In the records, each line holding "tower" must be reported.

[Exercise inputs Boundary: Start]

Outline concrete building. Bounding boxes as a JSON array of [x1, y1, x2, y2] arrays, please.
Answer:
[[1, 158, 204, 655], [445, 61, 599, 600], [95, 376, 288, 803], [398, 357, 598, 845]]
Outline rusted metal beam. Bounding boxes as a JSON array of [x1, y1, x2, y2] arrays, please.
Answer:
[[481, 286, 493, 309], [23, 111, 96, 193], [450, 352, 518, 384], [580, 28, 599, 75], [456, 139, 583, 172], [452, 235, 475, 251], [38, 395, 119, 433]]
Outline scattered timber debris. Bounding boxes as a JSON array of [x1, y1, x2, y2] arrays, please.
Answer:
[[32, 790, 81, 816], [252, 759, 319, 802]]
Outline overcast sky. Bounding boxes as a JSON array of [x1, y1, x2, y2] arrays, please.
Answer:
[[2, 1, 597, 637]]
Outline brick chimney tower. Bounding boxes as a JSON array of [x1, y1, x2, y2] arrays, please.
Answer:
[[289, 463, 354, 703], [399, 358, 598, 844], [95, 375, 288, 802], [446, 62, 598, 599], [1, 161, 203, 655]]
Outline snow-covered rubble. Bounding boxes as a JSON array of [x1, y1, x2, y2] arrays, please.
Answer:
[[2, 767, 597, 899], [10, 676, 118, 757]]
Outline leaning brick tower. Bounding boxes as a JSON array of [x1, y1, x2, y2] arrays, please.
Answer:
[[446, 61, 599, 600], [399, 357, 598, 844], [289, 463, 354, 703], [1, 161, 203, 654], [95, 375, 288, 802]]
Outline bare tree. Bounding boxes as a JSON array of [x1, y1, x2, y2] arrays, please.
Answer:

[Exercise inputs Boundary: End]

The answer -
Outline brick chimney tower. Bounding boxes as a JSON array of [x1, y1, x2, y2] arrays, please.
Outline leaning brick tower. Bounding boxes as a JSON array of [x1, y1, x2, y2] arrays, please.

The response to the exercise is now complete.